* [Given exercise]: Please report every line below that contains the word "Target", copying each one in full.

begin Data for processing

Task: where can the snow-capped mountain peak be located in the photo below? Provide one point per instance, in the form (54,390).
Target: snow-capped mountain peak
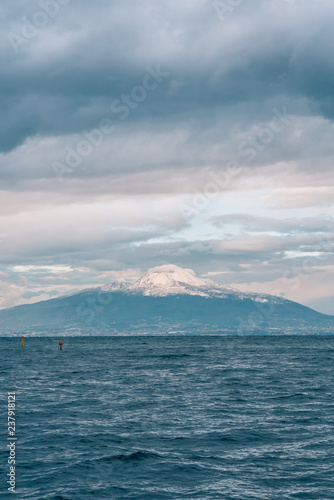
(168,279)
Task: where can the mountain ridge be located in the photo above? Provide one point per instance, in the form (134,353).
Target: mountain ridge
(165,300)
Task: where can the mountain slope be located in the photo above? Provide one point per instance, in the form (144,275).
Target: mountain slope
(165,300)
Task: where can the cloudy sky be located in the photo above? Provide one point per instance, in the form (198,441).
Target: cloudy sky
(137,133)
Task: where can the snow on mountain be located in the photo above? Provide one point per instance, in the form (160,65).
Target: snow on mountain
(169,279)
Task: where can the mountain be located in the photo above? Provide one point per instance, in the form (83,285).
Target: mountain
(166,300)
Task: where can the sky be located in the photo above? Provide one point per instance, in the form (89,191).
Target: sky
(141,133)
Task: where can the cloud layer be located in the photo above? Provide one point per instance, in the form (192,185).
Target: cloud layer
(136,134)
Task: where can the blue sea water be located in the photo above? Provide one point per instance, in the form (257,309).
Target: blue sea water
(170,418)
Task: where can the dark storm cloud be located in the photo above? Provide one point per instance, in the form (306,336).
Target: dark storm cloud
(69,73)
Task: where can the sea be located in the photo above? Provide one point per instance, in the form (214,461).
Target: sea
(197,417)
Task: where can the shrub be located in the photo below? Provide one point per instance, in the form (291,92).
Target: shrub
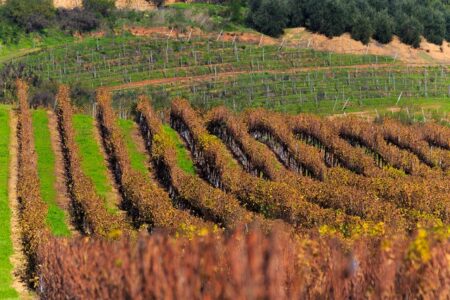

end Data for processing

* [Written response]:
Target: snow-capped mountain peak
Target: mountain ridge
Target: mountain slope
Target: cloudy sky
Target: snow on mountain
Target: mountain
Target: sky
Target: cloud layer
Target: blue sea water
Target: dark storm cloud
Target: sea
Target: shrub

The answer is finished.